§ **TEXT SEGMENT**:
================

PARIS • Three years after President Emmanuel Macron swept to power promising a "revolution", have French voters definitively soured on him?
The first round of the upcoming municipal elections is expected to test backing for Mr Macron's ambitious reform agenda, following a second winter of discontent marked by mass protests.
Polls show Mr Macron's four-year-old Republic on the Move (LREM) party is struggling ahead of the March 15 vote, which will be followed by a second round on March 22. The ballot comes amid a furore over the government's decision to force through unpopular pension reforms by decree.
The elections also follow the "yellow vest" rebellion of 2018-2019, which lifted the lid on the widespread anger in rural France against a leader seen by critics as the president of the rich.
The coronavirus epidemic - which has killed a dozen and infected hundreds in France - looms large over the vote. The government has ruled out postponing the elections but analysts have warned that fear of infection could be a big turn-off for polling station volunteers and voters alike.
Mr Macron, who is set to seek a second mandate in the 2022 polls, has attempted to downplay the significance of the vote for more than 500,000 councillors and nearly 35,000 mayors.
"I don't believe that people will vote for this or that candidate because they do or do not support the president," he told reporters in January.
But a fresh electoral setback, after the LREM finished behind the far-right National Rally in last year's European elections, would nevertheless show that "Emmanuel Macron's magic powers are no longer that magic", researcher Bruno Cautres, a lecturer at Sciences Po university in Paris, told Agence France-Presse.

================

§ **EXERCISES**:
- 1) In the article on France's municipal elections, rewrite the stretch from "But a fresh" through "told Agence France-Presse.", replacing "Agence France-Presse" with "AFP".
- 2) According to the article on France's municipal elections, on what date will the second round of voting be held?
- 3) Pick up the article on France's municipal elections after its final sentence and keep writing.
The listing that comes next has nothing to do with the article on France's municipal elections.

================

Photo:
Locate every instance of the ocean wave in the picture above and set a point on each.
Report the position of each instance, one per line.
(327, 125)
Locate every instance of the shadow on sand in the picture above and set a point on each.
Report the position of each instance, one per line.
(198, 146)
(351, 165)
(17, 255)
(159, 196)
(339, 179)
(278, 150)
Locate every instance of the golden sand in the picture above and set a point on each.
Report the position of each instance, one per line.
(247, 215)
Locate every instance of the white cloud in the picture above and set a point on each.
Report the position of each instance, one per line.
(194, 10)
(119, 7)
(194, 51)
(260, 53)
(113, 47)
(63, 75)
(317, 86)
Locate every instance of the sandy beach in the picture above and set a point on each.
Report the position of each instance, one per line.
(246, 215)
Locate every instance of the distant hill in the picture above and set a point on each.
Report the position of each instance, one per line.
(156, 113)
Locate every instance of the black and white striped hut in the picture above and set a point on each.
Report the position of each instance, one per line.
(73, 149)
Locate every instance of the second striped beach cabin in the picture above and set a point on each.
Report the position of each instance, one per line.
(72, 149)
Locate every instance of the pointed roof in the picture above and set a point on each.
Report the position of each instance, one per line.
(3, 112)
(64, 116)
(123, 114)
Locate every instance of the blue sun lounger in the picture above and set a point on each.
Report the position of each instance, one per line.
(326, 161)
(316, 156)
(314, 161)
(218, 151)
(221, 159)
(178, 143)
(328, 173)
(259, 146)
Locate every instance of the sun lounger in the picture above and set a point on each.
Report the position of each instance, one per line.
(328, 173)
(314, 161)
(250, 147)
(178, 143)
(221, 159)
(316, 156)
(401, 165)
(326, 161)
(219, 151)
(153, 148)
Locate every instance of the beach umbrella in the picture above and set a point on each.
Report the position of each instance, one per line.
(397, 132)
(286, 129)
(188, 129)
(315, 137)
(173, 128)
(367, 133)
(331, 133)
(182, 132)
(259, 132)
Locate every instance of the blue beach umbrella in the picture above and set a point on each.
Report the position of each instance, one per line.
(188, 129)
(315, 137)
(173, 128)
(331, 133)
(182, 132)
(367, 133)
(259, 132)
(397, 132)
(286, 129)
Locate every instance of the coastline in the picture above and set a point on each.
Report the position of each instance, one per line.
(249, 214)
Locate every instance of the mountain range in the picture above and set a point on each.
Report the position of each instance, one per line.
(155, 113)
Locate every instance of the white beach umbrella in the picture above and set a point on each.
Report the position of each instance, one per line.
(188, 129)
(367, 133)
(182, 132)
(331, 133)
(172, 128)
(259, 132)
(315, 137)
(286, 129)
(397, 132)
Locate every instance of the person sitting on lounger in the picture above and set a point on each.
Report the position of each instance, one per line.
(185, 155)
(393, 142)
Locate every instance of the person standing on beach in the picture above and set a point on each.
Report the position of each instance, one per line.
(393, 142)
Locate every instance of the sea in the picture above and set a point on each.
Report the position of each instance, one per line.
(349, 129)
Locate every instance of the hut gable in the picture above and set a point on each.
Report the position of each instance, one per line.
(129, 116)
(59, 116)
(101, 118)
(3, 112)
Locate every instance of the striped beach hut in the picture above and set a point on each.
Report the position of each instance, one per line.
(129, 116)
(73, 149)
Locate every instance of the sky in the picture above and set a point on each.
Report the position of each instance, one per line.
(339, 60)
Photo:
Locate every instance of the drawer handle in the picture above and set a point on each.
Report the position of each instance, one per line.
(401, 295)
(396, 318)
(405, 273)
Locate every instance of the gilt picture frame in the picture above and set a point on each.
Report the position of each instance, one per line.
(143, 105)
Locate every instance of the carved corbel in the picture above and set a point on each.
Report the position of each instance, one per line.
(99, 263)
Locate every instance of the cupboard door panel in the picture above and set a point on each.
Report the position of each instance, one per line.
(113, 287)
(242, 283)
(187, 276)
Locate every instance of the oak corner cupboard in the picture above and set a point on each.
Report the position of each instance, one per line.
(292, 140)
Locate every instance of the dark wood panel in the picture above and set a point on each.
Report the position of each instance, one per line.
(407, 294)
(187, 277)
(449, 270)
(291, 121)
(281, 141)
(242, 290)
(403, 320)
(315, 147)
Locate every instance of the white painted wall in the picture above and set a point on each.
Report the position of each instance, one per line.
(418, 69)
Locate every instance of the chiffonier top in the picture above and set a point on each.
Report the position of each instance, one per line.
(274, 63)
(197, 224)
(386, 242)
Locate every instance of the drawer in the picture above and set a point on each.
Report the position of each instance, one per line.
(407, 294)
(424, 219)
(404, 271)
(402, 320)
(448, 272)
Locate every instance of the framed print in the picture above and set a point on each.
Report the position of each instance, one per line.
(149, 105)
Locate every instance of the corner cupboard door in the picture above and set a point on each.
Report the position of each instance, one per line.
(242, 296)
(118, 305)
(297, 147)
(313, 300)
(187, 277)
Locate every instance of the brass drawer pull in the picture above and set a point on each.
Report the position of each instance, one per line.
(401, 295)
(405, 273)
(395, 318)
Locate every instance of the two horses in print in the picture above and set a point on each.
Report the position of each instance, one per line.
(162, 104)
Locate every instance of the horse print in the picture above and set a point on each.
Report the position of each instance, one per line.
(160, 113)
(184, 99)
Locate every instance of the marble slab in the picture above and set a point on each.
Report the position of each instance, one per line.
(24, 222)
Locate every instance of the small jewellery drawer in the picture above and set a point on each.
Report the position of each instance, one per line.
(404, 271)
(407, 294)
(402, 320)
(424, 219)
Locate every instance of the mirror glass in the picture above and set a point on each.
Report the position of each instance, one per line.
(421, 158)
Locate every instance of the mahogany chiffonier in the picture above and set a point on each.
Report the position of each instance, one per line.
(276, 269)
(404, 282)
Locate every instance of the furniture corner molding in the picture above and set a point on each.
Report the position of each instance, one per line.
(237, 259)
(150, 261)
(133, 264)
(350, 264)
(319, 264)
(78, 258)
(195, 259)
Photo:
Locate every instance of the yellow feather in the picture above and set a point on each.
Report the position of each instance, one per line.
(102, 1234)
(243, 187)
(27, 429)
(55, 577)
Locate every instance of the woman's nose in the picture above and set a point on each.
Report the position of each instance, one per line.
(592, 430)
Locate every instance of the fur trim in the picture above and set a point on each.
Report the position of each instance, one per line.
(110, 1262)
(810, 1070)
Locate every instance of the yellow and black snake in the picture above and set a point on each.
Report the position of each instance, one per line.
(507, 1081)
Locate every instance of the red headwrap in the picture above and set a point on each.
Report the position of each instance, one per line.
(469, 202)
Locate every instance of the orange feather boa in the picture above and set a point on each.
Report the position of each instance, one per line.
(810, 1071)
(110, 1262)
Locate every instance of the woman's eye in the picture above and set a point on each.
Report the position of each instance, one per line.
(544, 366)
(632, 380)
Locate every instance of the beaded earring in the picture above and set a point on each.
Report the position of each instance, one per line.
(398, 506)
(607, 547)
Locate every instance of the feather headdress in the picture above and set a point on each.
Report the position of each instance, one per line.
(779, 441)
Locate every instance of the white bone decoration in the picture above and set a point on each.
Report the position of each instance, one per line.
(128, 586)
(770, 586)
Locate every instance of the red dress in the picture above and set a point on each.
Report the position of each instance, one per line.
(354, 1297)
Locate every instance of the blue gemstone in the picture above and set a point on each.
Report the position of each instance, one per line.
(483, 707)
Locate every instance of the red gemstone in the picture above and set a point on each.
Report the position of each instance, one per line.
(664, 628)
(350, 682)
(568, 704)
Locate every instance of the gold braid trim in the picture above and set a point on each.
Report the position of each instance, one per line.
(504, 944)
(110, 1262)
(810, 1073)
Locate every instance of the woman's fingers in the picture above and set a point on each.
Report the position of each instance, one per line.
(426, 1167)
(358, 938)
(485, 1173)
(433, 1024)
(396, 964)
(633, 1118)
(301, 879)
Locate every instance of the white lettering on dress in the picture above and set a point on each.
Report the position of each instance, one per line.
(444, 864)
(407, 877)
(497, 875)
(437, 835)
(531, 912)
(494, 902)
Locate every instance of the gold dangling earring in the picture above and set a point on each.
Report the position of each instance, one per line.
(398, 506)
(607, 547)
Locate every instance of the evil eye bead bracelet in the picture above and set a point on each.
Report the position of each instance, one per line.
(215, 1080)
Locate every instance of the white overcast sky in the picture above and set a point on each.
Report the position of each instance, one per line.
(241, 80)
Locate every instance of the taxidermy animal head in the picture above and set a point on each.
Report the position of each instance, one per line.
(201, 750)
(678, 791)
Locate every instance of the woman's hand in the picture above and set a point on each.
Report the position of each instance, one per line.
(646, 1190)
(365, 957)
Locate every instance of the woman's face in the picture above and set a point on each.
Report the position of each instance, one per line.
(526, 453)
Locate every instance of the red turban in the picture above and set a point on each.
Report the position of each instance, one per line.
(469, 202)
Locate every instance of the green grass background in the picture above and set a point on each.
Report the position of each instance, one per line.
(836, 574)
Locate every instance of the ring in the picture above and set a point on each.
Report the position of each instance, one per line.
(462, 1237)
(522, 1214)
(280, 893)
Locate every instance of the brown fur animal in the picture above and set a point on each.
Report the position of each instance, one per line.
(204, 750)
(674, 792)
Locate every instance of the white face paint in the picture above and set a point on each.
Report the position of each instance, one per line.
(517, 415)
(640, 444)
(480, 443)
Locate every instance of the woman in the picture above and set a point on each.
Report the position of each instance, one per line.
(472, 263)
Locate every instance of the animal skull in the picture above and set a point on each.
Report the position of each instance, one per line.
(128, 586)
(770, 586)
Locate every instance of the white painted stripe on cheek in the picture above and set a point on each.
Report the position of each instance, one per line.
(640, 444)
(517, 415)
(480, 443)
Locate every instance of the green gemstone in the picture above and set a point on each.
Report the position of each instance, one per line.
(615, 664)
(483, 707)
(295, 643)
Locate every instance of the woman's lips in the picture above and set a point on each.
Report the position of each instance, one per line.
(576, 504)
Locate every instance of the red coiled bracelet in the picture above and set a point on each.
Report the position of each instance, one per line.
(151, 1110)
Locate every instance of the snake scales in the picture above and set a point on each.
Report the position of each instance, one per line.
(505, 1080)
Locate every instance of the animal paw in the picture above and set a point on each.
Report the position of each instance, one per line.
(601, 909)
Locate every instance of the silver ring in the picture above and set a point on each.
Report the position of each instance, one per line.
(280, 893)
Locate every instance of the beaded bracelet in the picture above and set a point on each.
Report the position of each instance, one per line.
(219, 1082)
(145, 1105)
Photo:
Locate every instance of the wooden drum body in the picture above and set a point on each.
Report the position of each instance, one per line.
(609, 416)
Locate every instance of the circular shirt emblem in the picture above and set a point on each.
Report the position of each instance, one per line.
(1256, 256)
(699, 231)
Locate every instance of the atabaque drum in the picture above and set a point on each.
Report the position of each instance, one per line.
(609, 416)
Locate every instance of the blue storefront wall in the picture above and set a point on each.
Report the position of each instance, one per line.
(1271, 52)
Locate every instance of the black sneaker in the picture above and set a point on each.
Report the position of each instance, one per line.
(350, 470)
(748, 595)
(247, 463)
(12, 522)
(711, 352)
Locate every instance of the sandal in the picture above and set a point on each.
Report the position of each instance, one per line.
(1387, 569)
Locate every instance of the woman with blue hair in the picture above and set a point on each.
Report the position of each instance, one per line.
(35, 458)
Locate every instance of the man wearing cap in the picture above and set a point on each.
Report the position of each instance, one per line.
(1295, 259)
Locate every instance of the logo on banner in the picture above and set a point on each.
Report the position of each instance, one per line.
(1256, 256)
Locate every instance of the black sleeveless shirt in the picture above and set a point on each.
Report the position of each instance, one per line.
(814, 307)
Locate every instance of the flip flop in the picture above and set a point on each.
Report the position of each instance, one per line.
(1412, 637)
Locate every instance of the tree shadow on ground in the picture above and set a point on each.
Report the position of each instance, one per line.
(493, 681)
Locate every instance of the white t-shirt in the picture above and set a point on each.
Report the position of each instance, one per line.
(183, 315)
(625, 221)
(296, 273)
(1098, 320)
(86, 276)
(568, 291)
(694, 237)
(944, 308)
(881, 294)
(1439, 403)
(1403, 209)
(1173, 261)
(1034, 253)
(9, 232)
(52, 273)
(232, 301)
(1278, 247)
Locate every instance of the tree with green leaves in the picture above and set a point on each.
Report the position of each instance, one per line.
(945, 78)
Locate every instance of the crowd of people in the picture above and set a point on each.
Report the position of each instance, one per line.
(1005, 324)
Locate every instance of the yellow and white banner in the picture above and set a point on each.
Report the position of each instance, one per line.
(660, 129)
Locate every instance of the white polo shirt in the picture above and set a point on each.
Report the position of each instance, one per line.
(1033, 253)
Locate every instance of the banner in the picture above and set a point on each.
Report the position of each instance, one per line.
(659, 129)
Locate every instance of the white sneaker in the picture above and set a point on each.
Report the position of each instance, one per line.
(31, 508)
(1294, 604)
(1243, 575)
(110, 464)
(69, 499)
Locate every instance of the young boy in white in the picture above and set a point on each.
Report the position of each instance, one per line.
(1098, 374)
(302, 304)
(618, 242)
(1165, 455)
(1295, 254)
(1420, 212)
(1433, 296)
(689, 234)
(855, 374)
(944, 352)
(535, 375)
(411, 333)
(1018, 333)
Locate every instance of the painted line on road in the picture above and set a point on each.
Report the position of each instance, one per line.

================

§ **ANSWERS TO THE EXERCISES**:
- 1)
But a fresh electoral setback, after the LREM finished behind the far-right National Rally in last year's European elections, would nevertheless show that "Emmanuel Macron's magic powers are no longer that magic", researcher Bruno Cautres, a lecturer at Sciences Po university in Paris, told AFP.

- 2) March 22

- 3)
The results will be closely watched for signs of whether Mr Macron's party of entrepreneurial political upstarts has managed to put down roots in the provinces.
"This election will be a precious indicator of the penetration of Macronism at the local level," said director Martial Foucault of the Cevipof research centre at Sciences Po university.
The signs for the party are inauspicious, with its candidates struggling in cities such as Paris and Lyon where it cleaned up in the parliamentary elections held after Mr Macron came to power in 2017.
"Municipal elections always bring failure for the ruling party... They have always been used to punish them," said political historian Jean Garrigues, a professor at the University of Orleans.
In a sign of its difficulty in recruiting candidates, the ruling party has presented lists in just one out of four towns with 10,000 or more inhabitants - a far cry from 2017 when dissident politicians from the left and right queued up to join Mr Macron's camp.